[Start of Attachment]

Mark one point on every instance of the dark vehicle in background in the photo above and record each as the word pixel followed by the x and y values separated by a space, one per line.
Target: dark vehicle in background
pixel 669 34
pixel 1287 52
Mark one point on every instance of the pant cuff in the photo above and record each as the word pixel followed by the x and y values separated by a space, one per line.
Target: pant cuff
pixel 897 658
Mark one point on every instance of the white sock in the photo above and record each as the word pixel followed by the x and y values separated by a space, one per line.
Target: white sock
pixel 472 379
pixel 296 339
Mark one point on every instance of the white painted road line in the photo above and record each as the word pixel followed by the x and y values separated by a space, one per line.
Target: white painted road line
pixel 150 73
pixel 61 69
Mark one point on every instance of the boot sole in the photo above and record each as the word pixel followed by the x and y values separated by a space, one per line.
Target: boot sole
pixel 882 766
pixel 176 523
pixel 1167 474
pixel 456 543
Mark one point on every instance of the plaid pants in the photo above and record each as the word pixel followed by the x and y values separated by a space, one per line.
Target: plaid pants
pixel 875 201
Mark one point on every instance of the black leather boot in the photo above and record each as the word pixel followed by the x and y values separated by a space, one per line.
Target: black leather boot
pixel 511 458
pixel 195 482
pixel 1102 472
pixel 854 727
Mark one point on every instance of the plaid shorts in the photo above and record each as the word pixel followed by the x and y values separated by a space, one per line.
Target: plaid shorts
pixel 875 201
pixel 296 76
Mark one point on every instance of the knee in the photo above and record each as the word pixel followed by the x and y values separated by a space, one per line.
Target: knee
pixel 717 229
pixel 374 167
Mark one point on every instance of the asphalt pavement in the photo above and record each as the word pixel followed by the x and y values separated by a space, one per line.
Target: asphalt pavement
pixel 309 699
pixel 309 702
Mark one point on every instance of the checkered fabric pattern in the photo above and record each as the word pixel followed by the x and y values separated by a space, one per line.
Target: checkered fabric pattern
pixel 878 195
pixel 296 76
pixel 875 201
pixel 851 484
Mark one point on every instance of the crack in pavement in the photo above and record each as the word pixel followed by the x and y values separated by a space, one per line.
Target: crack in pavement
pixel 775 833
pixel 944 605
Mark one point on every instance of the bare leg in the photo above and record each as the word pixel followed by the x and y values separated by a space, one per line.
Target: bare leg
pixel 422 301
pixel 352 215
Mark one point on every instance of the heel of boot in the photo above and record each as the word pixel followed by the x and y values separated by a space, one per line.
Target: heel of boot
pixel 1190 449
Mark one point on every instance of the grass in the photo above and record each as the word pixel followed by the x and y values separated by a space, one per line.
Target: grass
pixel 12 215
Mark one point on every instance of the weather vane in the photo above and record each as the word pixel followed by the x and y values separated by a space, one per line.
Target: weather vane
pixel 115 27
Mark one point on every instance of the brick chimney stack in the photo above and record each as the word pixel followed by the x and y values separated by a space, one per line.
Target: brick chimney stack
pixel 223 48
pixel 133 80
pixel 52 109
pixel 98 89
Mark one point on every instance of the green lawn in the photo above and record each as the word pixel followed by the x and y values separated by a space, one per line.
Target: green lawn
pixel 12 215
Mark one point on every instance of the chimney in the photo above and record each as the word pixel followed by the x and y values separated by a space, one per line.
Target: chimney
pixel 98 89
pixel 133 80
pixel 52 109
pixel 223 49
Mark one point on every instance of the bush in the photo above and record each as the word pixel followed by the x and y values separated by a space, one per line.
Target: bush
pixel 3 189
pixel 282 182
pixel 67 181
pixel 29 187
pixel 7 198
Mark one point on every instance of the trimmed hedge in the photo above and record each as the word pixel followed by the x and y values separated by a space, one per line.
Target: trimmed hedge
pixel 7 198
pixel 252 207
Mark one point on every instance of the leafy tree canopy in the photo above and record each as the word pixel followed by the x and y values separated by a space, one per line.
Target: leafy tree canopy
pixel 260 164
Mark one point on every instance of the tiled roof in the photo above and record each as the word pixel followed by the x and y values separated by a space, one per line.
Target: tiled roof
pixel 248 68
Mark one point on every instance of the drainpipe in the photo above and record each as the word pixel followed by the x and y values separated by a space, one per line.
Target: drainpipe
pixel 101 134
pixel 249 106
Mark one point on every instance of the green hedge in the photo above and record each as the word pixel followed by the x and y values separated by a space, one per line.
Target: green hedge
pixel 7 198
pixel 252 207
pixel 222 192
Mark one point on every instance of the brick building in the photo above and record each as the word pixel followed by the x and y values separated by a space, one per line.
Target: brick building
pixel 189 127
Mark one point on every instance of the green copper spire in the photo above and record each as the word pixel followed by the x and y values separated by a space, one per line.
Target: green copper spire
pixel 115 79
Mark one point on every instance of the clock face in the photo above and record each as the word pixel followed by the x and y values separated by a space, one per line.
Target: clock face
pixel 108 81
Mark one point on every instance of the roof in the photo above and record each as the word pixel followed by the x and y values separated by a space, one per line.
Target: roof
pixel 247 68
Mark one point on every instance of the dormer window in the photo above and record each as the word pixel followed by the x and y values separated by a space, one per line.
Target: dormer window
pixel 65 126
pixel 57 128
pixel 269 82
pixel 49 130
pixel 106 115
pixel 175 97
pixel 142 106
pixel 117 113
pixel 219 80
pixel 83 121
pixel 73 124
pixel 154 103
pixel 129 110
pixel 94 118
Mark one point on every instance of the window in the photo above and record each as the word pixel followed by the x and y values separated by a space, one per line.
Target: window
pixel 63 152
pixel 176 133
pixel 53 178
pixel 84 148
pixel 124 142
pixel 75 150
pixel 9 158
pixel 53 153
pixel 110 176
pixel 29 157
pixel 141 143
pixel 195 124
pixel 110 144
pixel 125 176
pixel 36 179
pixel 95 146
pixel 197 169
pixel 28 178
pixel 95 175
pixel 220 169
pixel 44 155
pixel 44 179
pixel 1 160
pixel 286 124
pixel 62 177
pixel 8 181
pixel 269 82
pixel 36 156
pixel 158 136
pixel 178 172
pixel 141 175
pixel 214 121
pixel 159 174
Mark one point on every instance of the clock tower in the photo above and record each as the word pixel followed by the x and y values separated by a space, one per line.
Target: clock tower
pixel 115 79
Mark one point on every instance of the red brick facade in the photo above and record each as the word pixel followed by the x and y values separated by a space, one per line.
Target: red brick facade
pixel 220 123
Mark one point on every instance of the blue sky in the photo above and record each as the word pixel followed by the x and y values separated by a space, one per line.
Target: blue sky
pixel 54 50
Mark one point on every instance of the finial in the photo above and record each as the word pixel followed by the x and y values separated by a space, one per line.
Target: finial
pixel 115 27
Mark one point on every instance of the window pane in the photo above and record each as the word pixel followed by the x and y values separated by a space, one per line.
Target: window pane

[End of Attachment]

• **Try it**
The answer must consist of every line from the data that contains the word "pane".

• **Answer to this task**
Mark one point on every instance of the window pane in the photo above and record each as the word pixel followed by the x and y values separated by a space, one per line.
Target: window pane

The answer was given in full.